:: THE TASKS ::
(A) Reproduce the stretch from "A number of" through "latencies, decreases bandwidth." in the article about Nvidia's Volta GPU.
(B) Supply the next part of the article about Nvidia's plans for stacked DRAM on its Volta GPU, beginning right after the last sentence shown.

:: DOCUMENT EXTRACT ::
============

Nvidia to stack up DRAM on future 'Volta' GPUs
Over 1TB/sec of memory bandwidth can definitely play Crysis
GTC 2013 Nvidia wants to own an ever-increasing part of the computing racket and will be adding 3D memory stacking to its future graphics processors to make them more power-efficient and to boost their performance.
Jen-Hsun Huang, co-founder and CEO at Nvidia, outlined the company's plans to used stacked DRAM on future graphics chips during his opening keynote at the GPU Technology Conference in San Jose on Tuesday. As he sometimes does, and unexpectedly to his public relations team, Huang whipped out a product roadmap that pushed the GPUs out one more exit on the highway to GPU computing.
Nvidia is pushing up the performance curve with its Maxwell and Volta GPU chips
The future Volta GPU is named after Alessandro Volta, the Italian physicist who invented the battery two centuries ago. "I love that name Volta because it would suggest that it will be even more energy efficient," explained Huang.
Huang cleverly did not put a launch date on the Volta GPU, but if it is drawn to scale, then we should see it around 2016 or so. Huang did not provide a lot of detail on the future GPU chip, but did toss out a few tidbits to the assembled multitudes in San Jose and those watching from the web.
A number of different vendors are working on 3D stacked memory, with Micron Technology, Intel, and IBM partnering on one effort  to stack up DRAM for commercialization in the next few years and a bunch of other efforts underway  to try to figure out how to stack up CPUs and memory.
"Volta is going to solve one of the biggest issues with GPUs today, which is access to memory bandwidth," explained Huang. "The memory bandwidth on a GPU is already several times that of a CPU, but we never seem to have enough."
So with Volta, Nvidia is going to get the memory closer to the GPU so signals do not have to come out of the GPU, onto a circuit board, and into the GDDR memory. This current approach takes more power (you have to pump up the signal to make it travel over the board), introduces latencies, decreases bandwidth.
GDDR graphics memory currently wraps around the "Kepler" line of GPUs like so:
The layout of the Kepler GPU card wraps the memory around the GPU socket
Here is what the layout of the future Volta GPU chip looked like in Huang's presentation:
Nvidia is stacking DRAM next to the GPU with its future Volta graphics chip
It doesn't look like Nvidia is going all the way and stacking memory chips and wiring them up directly on top of the future GPU processor. Rather, Huang said that Nvidia will be putting the stacked DRAM and the GPUs onto the same silicon substrate and inside of the same packaging before it welds that package to a peripheral card.

============

:: STORED DATA ::
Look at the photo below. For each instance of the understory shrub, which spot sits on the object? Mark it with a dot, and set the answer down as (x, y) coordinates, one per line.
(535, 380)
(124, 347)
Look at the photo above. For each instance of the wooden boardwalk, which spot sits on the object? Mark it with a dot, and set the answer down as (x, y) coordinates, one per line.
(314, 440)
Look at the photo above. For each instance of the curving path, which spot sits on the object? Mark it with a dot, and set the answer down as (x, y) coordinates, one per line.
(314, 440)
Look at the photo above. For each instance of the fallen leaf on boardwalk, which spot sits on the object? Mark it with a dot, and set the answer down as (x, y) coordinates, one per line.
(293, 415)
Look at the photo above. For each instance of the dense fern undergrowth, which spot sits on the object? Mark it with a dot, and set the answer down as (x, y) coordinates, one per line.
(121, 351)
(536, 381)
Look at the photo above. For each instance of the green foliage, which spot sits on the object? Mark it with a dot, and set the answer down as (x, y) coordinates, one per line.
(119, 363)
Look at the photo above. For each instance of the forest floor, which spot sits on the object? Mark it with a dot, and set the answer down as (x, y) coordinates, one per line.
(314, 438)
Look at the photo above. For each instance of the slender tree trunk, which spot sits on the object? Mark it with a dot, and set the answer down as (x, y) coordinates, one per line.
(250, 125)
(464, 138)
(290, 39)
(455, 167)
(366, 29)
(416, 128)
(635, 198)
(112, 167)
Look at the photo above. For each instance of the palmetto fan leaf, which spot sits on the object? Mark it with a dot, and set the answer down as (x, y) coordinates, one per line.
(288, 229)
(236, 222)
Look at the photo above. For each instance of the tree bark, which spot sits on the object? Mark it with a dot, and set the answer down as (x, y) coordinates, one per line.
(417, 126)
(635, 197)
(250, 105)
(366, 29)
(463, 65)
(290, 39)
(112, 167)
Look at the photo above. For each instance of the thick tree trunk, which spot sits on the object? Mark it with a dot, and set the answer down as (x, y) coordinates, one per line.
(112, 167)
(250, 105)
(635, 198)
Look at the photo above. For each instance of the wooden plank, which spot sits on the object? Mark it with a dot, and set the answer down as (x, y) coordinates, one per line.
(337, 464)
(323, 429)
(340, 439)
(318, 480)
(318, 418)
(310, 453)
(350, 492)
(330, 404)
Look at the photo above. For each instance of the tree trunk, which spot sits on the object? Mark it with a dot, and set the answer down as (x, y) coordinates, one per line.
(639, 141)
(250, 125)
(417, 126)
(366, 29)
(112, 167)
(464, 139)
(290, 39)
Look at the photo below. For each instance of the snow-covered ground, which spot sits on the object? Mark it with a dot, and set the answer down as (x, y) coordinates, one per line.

============

:: EXPECTED RESULTS ::
(A)
A number of different vendors are working on 3D stacked memory, with Micron Technology, Intel, and IBM partnering on one effort  to stack up DRAM for commercialization in the next few years and a bunch of other efforts underway  to try to figure out how to stack up CPUs and memory.
"Volta is going to solve one of the biggest issues with GPUs today, which is access to memory bandwidth," explained Huang. "The memory bandwidth on a GPU is already several times that of a CPU, but we never seem to have enough."
So with Volta, Nvidia is going to get the memory closer to the GPU so signals do not have to come out of the GPU, onto a circuit board, and into the GDDR memory. This current approach takes more power (you have to pump up the signal to make it travel over the board), introduces latencies, decreases bandwidth.

(B)
He said the arrangement would look something like what was in the image above, and roughly to scale, which should mean six stacked DRAM units plus a GPU in a chip package sharing a substrate. Huang said that the future Volta GPUs would have an aggregate of 1TB/sec (that's bytes, not bits) of bandwidth into and out of the stacked DRAM, and added that this would be enough to pump an entire Blu-Ray DVD through the memory in 1/50th of a second.
It is not clear what other innovations will be in the future Volta GPU chips, but there will no doubt be many improvements with the CUDA cores as has been the case with the "Tesla," "Fermi," and Kepler generations of GPU chips.
The Tesla chips were glorified GPU graphics chips with the CUDA programming environment added and visualization taken away; the Fermi chips added 64-bit floating point processing to the CUDA cores and as well as error scrubbing on the GDDR memory.
The future "Maxwell" GPU, which looks like it will come out around late 2013 or early 2014 if this roadmap is to scale, has its own memory enhancement, which is called unified virtual memory. Simply put, unified virtual memory will let the CPU to which a GPU is attached see into and address the GDDR memory on the GPU card and conversely will allow for the GPU to see into the DDR main memory that is attached to the CPU in a system.
"All memory will be accessible to all processors, and it will make it a lot easier for you to program," said Huang. "We are trying to improve the efficiency and the performance with each generation, and we are also trying to improve its programability."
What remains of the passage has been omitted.